━━━ Text excerpt

Re: Recomended FS

Mark Kirkwood <markir@paradise.net.nz>

From: Mark Kirkwood <markir@paradise.net.nz>
To: "scott.marlowe" <scott.marlowe@ihs.com>
Cc: Steve Crawford <scrawford@pinpointresearch.com>, pgsql-general@postgresql.org
Date: 2003-10-26T03:24:17Z
Lists: pgsql-general
Got to going this today, after a small delay due to the arrival of new 
disks,

So the system is  2x700Mhz PIII, 512 Mb, Promise TX2000, 2x40G ATA-133 
Maxtor Diamond+8 .
The relevent software is Freebsd 4.8 and Postgresql 7.4 Beta 2.

Two runs of 'pgbench -c 50 -t 1000000 -s 10 bench' with a power cord 
removal after about 2 minutes were performed, one with hw.ata.wc = 1 
(write cache enabled) and other with hw.ata.wc = 0 (disabled).

In *both* cases the Pg server survived - i.e it came up, performed 
automatic recovery. Subsequent 'vacuum full' and further runs of pgbench 
completed with no issues.

I would conclude that it not *always* the case that power failure 
renders the database unuseable.

I have just noticed a similar posting from Scott were he finds the cache 
enabled case has an dead database after power failure. It seems that 
it's a question of how *likely* is it that the database will survive/not 
survive a power failure...

━━━━━━
━━━ Listing

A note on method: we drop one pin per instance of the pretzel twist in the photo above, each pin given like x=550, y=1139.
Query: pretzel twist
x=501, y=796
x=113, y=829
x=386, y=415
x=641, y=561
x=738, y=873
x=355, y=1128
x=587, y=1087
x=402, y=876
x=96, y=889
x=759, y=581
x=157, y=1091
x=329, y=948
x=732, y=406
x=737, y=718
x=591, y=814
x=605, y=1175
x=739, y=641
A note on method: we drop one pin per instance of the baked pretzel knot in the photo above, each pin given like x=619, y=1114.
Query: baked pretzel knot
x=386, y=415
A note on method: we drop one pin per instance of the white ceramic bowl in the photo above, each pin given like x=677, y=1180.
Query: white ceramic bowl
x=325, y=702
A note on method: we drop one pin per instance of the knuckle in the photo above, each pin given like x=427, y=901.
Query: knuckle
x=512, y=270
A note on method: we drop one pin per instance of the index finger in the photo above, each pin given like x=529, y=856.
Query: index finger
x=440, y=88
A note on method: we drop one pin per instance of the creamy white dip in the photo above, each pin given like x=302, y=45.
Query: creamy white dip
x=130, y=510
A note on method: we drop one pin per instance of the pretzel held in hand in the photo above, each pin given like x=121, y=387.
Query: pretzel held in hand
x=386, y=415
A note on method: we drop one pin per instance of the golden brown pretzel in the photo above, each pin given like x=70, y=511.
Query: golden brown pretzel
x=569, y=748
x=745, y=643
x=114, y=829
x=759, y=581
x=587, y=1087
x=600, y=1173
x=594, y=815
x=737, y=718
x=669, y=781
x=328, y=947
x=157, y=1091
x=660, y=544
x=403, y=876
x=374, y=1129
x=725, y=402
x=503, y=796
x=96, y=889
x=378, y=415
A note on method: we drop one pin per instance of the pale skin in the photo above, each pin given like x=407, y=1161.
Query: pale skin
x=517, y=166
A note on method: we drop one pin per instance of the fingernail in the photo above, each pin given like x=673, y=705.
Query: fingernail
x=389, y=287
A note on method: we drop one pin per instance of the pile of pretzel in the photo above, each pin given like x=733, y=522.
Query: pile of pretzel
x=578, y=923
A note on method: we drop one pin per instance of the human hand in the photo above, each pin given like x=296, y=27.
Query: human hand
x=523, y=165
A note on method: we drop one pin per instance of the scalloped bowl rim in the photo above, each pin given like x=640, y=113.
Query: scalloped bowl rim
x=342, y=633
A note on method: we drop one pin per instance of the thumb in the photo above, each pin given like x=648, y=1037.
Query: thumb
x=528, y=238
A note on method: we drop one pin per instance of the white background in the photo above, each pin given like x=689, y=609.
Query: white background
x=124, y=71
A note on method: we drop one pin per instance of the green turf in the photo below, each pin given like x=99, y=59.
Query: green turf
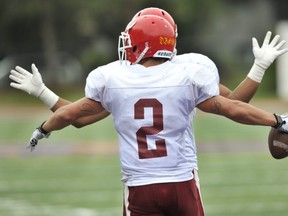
x=232, y=184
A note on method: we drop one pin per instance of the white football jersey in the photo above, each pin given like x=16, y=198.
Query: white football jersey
x=152, y=109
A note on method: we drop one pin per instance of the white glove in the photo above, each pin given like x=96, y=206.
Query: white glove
x=32, y=84
x=38, y=134
x=265, y=55
x=282, y=122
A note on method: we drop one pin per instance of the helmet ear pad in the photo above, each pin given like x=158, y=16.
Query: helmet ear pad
x=150, y=36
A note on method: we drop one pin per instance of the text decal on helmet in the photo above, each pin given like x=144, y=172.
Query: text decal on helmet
x=167, y=41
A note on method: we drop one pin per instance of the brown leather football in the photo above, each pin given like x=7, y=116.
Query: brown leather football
x=278, y=143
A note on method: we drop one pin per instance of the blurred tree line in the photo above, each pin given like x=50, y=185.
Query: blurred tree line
x=69, y=38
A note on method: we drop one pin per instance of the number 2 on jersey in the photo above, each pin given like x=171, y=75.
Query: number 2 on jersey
x=143, y=132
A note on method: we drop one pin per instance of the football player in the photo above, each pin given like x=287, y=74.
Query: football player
x=151, y=100
x=264, y=57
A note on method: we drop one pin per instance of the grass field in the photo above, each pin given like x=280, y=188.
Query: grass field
x=233, y=183
x=250, y=184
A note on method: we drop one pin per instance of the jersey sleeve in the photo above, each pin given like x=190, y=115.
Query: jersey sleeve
x=95, y=86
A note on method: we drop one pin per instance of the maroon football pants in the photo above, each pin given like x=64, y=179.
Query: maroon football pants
x=165, y=199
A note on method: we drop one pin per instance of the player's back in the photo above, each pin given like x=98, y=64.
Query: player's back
x=150, y=108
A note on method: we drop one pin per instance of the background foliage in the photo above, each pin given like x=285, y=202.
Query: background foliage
x=68, y=38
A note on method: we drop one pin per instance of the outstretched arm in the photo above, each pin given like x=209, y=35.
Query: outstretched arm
x=264, y=57
x=65, y=116
x=243, y=113
x=33, y=85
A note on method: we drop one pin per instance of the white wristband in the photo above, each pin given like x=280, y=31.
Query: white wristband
x=48, y=97
x=256, y=73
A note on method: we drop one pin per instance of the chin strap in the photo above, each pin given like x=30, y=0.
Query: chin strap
x=142, y=54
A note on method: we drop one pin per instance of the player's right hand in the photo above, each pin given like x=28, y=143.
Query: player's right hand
x=27, y=82
x=269, y=51
x=38, y=134
x=282, y=122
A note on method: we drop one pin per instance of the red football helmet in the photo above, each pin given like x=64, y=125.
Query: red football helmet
x=147, y=36
x=158, y=12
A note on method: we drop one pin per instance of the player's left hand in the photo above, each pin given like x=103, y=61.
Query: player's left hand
x=38, y=134
x=28, y=82
x=265, y=55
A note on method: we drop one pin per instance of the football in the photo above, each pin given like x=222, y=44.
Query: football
x=278, y=143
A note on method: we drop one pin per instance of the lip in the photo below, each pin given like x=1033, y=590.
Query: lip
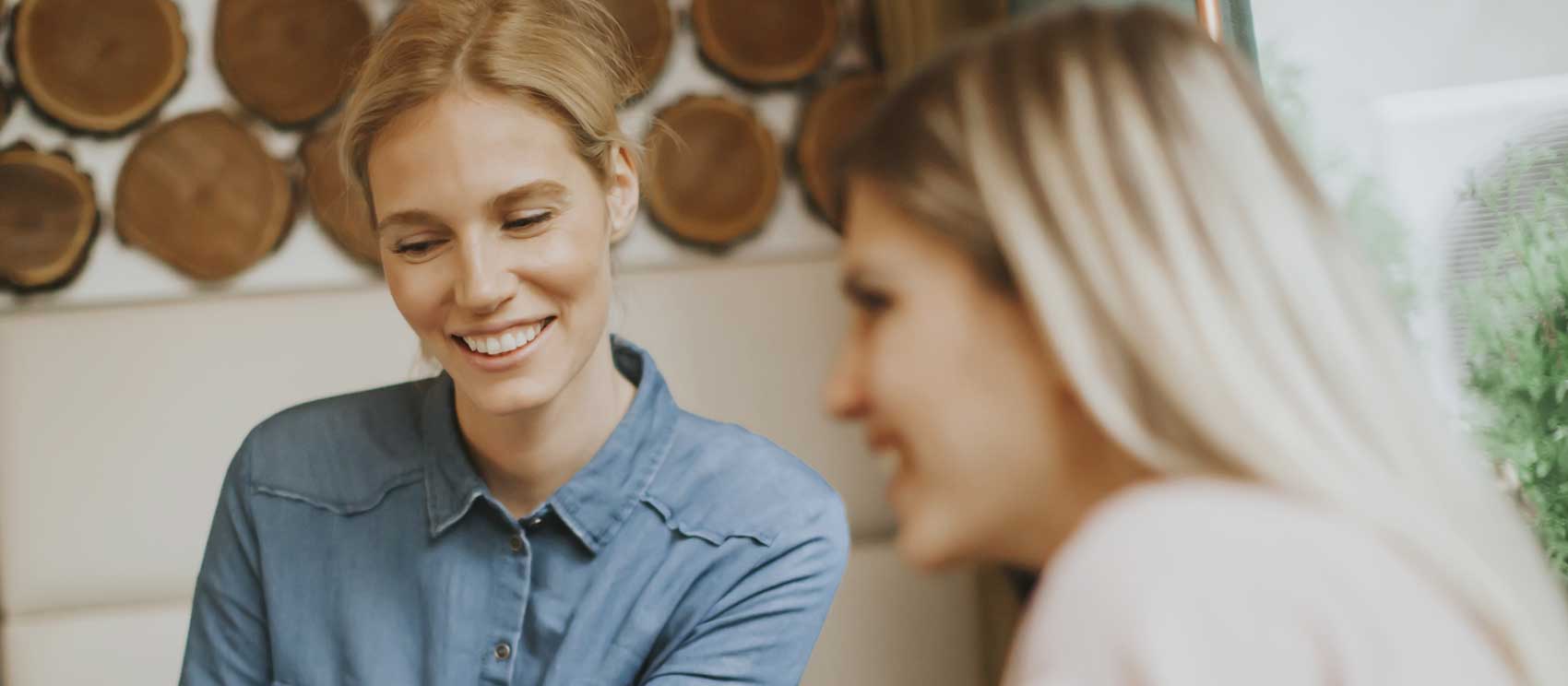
x=508, y=359
x=499, y=327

━━━━━━

What is asked:
**a.** From the mailing-list post on power-failure testing, extract the stretch from "The relevent software" through "with no issues." word for word.
**b.** Copy the stretch of the listing from its start through the line containing "x=739, y=641", keeping every line unchanged.

Written responses:
**a.**
The relevent software is Freebsd 4.8 and Postgresql 7.4 Beta 2.

Two runs of 'pgbench -c 50 -t 1000000 -s 10 bench' with a power cord 
removal after about 2 minutes were performed, one with hw.ata.wc = 1 
(write cache enabled) and other with hw.ata.wc = 0 (disabled).

In *both* cases the Pg server survived - i.e it came up, performed 
automatic recovery. Subsequent 'vacuum full' and further runs of pgbench 
completed with no issues.

**b.**
A note on method: we drop one pin per instance of the pretzel twist in the photo above, each pin given like x=550, y=1139.
Query: pretzel twist
x=501, y=796
x=113, y=829
x=386, y=415
x=641, y=561
x=738, y=873
x=355, y=1128
x=587, y=1087
x=402, y=876
x=96, y=889
x=759, y=581
x=157, y=1091
x=329, y=948
x=732, y=406
x=737, y=718
x=591, y=814
x=605, y=1175
x=739, y=641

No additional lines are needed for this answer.